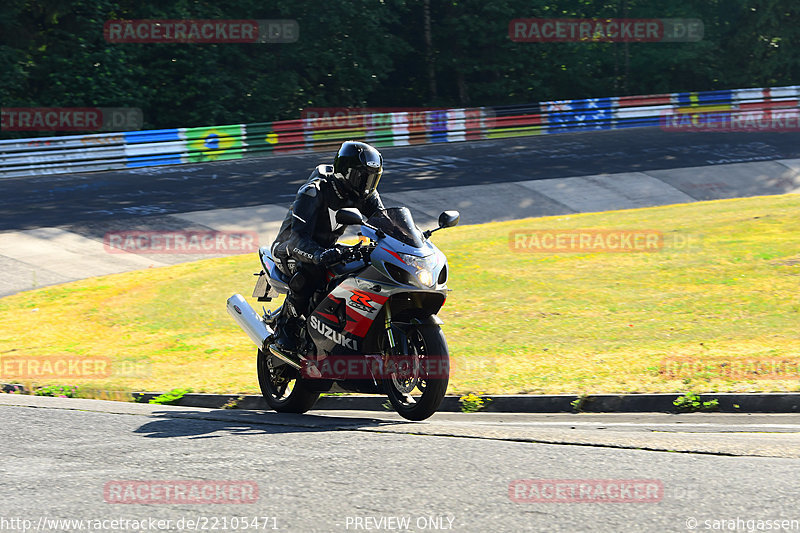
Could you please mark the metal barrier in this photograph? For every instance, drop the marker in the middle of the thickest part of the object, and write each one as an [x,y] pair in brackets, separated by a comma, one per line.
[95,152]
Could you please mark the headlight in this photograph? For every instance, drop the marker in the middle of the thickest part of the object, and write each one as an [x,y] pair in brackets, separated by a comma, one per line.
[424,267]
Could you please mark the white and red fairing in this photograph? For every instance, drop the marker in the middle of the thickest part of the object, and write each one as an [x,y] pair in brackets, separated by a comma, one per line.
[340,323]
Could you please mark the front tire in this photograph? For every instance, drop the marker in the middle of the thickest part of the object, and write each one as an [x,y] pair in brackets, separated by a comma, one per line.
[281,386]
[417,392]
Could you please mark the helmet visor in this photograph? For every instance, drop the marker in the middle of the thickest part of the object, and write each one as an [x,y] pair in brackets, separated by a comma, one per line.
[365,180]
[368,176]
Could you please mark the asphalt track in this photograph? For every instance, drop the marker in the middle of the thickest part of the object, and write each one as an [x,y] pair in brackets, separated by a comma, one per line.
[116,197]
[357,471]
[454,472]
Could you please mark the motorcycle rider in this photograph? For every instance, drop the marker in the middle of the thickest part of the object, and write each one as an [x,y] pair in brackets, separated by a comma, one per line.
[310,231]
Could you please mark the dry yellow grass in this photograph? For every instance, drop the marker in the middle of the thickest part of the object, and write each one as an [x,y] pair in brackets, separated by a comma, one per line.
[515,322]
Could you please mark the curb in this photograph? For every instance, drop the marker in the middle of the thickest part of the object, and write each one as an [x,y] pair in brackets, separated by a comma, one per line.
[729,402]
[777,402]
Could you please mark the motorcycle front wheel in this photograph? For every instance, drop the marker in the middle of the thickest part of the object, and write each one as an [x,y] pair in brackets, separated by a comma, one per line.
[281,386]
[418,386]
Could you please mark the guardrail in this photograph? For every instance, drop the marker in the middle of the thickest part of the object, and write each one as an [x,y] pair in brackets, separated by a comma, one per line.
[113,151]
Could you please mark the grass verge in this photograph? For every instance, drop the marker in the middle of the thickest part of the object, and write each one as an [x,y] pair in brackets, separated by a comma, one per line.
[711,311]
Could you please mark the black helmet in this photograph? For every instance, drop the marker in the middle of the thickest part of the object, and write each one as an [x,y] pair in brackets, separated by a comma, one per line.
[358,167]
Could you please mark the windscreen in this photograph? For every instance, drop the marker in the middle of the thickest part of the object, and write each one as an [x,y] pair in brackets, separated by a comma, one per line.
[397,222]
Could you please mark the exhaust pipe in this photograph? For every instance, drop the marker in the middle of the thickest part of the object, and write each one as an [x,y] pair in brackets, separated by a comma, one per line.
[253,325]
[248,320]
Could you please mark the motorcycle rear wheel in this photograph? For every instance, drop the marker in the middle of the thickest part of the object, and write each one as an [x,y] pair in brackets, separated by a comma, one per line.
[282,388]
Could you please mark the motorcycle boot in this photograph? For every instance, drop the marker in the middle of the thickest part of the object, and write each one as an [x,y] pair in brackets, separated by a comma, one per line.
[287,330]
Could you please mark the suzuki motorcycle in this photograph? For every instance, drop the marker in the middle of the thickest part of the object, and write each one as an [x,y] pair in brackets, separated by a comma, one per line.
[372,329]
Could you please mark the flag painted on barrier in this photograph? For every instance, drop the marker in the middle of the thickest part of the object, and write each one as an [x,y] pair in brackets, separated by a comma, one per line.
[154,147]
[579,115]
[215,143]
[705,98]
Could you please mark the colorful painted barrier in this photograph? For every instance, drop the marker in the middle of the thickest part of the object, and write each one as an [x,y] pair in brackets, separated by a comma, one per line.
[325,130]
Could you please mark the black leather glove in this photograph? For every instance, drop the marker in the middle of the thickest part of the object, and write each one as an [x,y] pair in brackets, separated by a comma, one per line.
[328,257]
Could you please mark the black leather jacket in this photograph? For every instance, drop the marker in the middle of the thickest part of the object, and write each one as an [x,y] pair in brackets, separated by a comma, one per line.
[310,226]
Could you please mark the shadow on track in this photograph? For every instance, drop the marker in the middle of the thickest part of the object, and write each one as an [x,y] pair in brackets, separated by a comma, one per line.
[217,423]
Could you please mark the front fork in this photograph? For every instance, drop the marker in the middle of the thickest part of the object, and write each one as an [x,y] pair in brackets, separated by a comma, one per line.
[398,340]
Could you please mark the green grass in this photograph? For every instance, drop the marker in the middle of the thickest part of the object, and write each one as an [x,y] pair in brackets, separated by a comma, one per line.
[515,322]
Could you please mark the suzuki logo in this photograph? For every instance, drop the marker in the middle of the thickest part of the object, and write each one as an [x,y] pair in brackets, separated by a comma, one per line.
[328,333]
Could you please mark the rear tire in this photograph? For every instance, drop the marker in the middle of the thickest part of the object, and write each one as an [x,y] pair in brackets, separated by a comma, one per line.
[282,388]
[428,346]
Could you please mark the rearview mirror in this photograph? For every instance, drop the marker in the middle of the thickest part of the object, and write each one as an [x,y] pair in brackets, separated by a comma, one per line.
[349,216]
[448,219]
--
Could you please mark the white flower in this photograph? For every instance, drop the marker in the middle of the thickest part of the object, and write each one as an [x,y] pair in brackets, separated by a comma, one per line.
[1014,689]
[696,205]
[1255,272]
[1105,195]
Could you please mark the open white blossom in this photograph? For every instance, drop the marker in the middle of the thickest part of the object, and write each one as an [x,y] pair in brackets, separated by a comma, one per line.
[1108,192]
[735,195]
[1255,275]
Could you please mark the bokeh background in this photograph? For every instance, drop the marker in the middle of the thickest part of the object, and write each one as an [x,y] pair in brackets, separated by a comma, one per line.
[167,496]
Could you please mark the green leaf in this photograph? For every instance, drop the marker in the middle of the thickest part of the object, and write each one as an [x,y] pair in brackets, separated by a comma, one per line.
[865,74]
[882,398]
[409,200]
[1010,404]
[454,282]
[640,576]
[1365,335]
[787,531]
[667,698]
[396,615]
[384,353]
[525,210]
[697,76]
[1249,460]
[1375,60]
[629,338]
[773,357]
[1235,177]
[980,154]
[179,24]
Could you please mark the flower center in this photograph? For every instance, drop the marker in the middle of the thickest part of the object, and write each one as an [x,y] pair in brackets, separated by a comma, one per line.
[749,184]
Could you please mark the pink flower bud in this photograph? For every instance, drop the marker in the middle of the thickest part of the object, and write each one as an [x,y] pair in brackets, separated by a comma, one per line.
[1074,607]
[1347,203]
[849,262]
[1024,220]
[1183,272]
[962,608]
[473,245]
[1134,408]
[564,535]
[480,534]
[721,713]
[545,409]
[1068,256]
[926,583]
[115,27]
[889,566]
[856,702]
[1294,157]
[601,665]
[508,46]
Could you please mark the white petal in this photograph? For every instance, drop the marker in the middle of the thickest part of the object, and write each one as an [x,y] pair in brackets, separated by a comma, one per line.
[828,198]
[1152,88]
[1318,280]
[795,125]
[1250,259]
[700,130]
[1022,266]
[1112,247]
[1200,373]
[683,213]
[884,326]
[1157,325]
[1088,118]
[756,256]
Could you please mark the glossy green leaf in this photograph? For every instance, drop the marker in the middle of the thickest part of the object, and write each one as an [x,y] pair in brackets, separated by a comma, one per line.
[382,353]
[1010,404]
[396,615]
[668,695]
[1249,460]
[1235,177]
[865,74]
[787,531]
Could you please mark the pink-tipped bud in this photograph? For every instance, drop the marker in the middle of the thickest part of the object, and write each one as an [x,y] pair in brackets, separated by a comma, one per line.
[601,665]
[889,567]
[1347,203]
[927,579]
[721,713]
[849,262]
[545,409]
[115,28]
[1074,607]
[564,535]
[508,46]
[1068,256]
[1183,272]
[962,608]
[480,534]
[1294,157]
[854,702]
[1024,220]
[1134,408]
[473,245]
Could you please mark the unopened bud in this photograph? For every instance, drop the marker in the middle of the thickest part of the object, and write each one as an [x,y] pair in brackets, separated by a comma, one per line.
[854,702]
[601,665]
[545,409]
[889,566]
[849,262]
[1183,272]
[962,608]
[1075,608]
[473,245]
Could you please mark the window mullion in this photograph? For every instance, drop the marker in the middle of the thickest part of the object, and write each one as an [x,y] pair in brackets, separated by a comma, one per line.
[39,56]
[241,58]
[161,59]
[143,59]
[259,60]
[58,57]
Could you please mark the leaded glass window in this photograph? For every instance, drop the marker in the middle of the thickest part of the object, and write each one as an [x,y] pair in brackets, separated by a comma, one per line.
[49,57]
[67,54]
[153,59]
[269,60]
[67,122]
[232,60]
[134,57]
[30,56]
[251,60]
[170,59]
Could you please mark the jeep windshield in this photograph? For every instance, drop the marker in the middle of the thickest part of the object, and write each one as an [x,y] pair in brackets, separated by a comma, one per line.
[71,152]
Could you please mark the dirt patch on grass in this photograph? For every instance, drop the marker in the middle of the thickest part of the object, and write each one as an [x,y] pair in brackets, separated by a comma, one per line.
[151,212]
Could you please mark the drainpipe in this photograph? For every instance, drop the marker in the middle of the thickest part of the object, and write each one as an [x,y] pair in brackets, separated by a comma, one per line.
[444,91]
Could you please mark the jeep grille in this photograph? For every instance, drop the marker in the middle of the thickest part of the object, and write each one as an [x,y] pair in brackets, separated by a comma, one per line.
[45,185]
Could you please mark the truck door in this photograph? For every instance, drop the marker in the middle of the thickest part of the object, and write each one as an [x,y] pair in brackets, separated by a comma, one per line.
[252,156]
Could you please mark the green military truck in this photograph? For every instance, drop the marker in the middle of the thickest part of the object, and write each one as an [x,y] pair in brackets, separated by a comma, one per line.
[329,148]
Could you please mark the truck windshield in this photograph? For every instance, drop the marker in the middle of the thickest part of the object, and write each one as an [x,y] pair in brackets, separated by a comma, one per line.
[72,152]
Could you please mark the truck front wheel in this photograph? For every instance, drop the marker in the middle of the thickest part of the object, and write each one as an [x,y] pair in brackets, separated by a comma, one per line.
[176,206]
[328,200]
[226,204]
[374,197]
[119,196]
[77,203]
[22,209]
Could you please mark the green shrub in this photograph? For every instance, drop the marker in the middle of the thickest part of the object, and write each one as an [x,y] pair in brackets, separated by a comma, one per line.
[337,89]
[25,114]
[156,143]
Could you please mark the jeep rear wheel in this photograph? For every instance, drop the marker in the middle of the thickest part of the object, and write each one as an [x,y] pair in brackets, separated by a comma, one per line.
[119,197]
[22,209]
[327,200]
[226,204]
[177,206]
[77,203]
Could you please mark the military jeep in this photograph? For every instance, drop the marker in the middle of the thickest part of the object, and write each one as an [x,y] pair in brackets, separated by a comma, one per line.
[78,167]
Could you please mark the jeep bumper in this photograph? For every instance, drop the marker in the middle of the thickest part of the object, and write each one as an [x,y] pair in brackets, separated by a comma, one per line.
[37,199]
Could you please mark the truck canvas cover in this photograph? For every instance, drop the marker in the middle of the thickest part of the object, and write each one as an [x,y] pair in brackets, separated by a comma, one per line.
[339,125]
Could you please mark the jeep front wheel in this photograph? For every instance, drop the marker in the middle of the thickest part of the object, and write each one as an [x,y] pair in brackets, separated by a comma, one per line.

§ What the task requires
Find the line with "Could you please mark the military" in the entries above. Retype it and each line after it, exactly, through the line with "Could you please mark the jeep front", and stop there.

§ Result for this task
Could you please mark the military jeep in this photograph? For every instance, drop the marker in the middle of the thickest part of the object, and write each one as an [x,y] pair in brackets, separated by a comma, one per line.
[78,167]
Could you please mark the jeep bumper in this photograph? For every instance, drop the marker in the middle of the thickest part of the object, and write each one as an [x,y] pair in brackets, separated by a comma, one per line.
[37,199]
Could you please mark the truck canvas cover in this photograph? For every instance, drop the marker in the middle of the thickest part of the object, and write each one as an [x,y] pair in brackets, separated by a comma, one per line.
[339,125]
Could you please mark the jeep front wheel in this photograph? For every instance, drop the marker in the middle of the thickest part of the object, and write each one as an [x,y] pair in brackets, separated by a comma, one per line.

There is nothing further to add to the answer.